● PASSAGE SHOWN
* Begin *
Deploying Single-Node Tamr Core on AWS (ICMP)
Deployment steps for launching and accessing Tamr Core to a single instance using the Amazon Web Services (AWS) intelligence community marketplace, with basic network and security requirements, status checks, costs, backups, and support.
Note: The Tamr AWS Marketplace Image is available from multiple AWS Marketplaces. These instructions are intended for use with the ICMP.
Requirements for Users Deploying on AWS
Users deploying Tamr Core on AWS must have PostgreSQL experience and basic Linux experience. Users also must have permission to run bash scripts and commands on the AWS Tamr Core EC2 instance.
Users must also be familiar with AWS procedures and have access to guidance published by Amazon, including:
- AWS re:Post Knowledge Center
- Amazon EC2 User Guide for Linux Instances
- Amazon CloudWatch User Guide
What Is Included in the Tamr Marketplace Image on AWS?
The Tamr Core software offered on Amazon Web Services (AWS) Marketplace is a preconfigured and fully integrated package. It allows you to run expert-assisted machine learning jobs on vast amounts of data.
The Tamr AWS Marketplace Image (AMI) has the following characteristics:
- It is a single virtual machine (VM) image for the Linux Platform (Ubuntu 22.04).
- The image includes:
- A version of the Tamr Core software, optimized for use with Amazon Web Services (AWS).
- Software dependencies that Tamr Core requires, including HBase, Spark on Yarn, Elasticsearch, a PostgreSQL instance, and ZooKeeper. For a diagram that shows these components, see Deployments in this guide. The list of licenses for Open Source software used in the Tamr package is included in the
home/ubuntu/tamr/licenses/unify-licenses/licenses
directory. After you deploy the instance, you can access this directory by connecting to the instance via SSH.
- If you deploy the Tamr BYOL (Bring Your Own License) image from AWS Marketplace, you must have a valid license to use it. You are responsible for purchasing and managing your own license from Tamr. For more information, see Accessing the Tamr Core Instance below. Alternatively, images that are purchased using the Hourly/Annual model include the license as part of the purchase.
Before You Begin
Before you deploy Tamr Core, complete or verify the following:
- You have an AWS account. To create an AWS account, see How do I create and activate a new AWS account? in the AWS re:Post Knowledge Center.
* End *
● DATASET EXCERPTS
* Begin *
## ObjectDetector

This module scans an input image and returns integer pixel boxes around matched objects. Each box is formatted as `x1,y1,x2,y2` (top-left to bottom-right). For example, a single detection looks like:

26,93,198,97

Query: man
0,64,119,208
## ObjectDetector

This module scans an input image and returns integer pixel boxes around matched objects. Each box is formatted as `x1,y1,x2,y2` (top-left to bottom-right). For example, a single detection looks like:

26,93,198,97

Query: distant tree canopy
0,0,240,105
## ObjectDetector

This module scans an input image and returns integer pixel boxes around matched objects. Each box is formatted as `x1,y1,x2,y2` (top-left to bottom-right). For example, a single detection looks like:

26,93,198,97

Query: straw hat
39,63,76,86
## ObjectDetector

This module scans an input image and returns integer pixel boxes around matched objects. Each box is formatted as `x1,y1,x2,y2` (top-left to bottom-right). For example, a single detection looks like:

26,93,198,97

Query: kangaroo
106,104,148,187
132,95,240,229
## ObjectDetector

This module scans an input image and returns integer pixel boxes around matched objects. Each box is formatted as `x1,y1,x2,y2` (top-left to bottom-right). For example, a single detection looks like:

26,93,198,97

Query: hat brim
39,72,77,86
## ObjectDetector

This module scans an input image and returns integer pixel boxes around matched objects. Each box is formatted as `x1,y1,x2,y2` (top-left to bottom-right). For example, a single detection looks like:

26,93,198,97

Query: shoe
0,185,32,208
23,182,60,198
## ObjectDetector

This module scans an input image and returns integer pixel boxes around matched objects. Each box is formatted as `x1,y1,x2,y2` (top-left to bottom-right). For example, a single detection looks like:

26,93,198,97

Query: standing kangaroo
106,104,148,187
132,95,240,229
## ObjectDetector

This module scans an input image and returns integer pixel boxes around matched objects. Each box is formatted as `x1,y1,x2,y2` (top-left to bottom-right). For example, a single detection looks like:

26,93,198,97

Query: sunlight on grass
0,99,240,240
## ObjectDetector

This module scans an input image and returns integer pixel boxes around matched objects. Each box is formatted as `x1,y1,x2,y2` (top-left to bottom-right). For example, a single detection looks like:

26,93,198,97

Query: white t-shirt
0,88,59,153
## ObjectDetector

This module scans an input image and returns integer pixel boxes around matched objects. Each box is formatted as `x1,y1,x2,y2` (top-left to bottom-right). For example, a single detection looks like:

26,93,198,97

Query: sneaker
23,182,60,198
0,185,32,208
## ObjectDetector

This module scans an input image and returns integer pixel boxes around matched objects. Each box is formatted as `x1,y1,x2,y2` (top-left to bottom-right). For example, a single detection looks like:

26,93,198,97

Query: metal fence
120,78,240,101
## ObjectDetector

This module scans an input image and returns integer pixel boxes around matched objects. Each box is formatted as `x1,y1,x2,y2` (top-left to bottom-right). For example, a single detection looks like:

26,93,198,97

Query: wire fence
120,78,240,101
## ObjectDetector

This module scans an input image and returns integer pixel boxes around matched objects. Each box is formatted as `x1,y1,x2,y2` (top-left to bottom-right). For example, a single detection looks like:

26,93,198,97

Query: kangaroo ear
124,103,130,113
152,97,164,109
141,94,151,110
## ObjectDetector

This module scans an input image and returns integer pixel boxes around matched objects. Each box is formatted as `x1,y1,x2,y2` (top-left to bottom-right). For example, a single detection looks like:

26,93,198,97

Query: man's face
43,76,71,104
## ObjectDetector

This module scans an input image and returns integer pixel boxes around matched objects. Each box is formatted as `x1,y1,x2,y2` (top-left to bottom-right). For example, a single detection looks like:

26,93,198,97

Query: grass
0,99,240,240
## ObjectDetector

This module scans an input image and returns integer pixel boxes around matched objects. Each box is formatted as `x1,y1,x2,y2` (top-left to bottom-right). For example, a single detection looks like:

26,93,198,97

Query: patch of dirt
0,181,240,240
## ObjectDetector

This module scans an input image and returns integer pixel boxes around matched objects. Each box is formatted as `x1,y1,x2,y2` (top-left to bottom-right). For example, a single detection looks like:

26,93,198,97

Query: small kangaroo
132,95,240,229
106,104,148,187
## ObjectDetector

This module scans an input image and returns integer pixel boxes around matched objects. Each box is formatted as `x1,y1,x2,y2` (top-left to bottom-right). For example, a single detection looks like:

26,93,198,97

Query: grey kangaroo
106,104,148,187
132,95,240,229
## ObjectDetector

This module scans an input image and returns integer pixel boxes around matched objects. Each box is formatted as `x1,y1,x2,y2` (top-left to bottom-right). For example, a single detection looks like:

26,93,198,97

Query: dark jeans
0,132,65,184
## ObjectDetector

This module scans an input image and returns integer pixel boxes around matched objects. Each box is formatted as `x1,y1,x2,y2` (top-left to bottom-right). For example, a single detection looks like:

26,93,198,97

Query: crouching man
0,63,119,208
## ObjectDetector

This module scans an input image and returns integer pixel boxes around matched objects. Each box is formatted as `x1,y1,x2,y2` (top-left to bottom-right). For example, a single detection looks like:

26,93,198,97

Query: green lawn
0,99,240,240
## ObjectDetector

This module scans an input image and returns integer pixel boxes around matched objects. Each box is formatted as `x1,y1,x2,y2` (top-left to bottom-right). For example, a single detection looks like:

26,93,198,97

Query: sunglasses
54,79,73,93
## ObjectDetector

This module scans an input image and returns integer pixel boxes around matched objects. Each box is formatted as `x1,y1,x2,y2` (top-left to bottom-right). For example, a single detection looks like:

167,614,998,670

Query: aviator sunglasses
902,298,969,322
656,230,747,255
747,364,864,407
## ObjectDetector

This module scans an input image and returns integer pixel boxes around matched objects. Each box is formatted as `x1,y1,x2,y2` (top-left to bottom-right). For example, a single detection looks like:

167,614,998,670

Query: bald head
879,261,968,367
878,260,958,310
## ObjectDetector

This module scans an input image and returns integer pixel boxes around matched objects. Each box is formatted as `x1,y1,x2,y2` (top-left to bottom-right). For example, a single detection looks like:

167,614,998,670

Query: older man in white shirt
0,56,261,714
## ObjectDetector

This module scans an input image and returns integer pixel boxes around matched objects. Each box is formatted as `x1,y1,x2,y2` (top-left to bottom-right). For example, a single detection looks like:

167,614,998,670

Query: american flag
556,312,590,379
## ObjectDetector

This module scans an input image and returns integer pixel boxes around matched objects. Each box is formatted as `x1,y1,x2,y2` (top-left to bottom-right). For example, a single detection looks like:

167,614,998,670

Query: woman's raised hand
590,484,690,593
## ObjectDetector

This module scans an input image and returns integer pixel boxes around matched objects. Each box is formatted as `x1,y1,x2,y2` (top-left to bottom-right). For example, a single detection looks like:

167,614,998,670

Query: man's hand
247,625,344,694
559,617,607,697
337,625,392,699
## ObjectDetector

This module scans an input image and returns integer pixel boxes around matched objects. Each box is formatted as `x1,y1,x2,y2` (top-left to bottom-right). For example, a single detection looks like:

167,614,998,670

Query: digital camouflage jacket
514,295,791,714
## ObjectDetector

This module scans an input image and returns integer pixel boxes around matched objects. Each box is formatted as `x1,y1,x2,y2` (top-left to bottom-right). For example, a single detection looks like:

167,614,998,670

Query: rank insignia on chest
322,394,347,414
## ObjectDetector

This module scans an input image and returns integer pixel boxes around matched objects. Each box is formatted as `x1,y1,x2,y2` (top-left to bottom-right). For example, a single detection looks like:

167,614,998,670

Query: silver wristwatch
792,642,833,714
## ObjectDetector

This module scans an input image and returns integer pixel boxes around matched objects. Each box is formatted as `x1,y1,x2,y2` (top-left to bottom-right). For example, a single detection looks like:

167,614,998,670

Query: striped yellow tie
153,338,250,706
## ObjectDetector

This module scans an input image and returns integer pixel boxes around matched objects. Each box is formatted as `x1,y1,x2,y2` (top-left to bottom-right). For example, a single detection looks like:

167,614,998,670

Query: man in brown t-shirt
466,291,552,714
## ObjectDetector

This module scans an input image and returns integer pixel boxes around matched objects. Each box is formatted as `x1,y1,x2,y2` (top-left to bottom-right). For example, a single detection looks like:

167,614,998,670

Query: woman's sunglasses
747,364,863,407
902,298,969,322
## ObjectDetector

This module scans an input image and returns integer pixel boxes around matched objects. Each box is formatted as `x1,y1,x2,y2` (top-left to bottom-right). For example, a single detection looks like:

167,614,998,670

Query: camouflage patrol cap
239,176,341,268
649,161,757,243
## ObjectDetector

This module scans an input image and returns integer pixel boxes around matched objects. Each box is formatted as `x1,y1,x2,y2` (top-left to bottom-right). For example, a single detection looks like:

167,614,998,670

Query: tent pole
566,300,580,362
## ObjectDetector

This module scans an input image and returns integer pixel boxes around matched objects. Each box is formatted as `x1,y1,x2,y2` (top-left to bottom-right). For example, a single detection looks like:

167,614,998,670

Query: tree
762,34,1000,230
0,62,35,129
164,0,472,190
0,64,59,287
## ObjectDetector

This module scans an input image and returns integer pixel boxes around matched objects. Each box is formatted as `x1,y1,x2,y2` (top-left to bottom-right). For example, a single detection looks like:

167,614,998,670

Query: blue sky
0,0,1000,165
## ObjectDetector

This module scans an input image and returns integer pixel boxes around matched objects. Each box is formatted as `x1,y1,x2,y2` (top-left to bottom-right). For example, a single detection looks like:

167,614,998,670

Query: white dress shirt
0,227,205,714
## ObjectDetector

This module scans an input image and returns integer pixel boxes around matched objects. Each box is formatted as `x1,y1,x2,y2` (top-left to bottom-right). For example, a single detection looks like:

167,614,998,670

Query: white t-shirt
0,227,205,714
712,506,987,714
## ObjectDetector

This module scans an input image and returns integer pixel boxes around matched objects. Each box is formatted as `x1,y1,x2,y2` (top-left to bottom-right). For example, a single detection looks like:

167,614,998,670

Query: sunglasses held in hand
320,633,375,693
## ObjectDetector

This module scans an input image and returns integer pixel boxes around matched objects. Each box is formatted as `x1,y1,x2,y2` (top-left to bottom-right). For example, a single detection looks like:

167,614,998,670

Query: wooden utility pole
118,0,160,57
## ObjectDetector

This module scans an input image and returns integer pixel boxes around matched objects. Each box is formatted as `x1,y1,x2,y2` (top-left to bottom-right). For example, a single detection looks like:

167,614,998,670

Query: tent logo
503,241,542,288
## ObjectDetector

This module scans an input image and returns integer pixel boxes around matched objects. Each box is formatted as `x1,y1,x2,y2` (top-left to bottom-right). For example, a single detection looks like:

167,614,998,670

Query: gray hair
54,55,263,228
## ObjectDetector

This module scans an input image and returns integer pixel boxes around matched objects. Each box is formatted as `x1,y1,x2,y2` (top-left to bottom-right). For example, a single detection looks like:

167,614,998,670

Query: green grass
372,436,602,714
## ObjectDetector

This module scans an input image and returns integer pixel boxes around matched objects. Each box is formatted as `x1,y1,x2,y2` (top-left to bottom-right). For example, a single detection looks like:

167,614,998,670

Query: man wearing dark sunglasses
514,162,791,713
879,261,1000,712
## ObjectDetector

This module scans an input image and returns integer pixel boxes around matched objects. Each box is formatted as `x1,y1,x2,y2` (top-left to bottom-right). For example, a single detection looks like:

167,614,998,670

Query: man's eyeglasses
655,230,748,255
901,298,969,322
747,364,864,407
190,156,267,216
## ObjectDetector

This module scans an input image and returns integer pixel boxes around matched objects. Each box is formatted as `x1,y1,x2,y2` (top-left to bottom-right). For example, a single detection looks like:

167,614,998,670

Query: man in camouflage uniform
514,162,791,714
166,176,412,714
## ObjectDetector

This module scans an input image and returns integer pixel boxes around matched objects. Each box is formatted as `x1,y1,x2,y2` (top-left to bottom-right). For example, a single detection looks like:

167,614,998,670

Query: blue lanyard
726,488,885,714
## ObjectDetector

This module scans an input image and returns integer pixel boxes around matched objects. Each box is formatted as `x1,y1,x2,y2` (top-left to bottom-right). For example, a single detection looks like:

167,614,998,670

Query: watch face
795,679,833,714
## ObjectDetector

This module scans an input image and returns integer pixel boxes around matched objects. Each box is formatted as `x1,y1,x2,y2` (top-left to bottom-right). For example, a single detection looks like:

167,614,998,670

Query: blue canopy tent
* End *
● PROBLEM
Copy word for word the part of the Tamr Core deployment page above that starts at "Deployment steps for" and ends at "Image on AWS?".

● RESULT OF THIS EXERCISE
Deployment steps for launching and accessing Tamr Core to a single instance using the Amazon Web Services (AWS) intelligence community marketplace, with basic network and security requirements, status checks, costs, backups, and support.
Note: The Tamr AWS Marketplace Image is available from multiple AWS Marketplaces. These instructions are intended for use with the ICMP.
Requirements for Users Deploying on AWS
Users deploying Tamr Core on AWS must have PostgreSQL experience and basic Linux experience. Users also must have permission to run bash scripts and commands on the AWS Tamr Core EC2 instance.
Users must also be familiar with AWS procedures and have access to guidance published by Amazon, including:
- AWS re:Post Knowledge Center
- Amazon EC2 User Guide for Linux Instances
- Amazon CloudWatch User Guide
What Is Included in the Tamr Marketplace Image on AWS?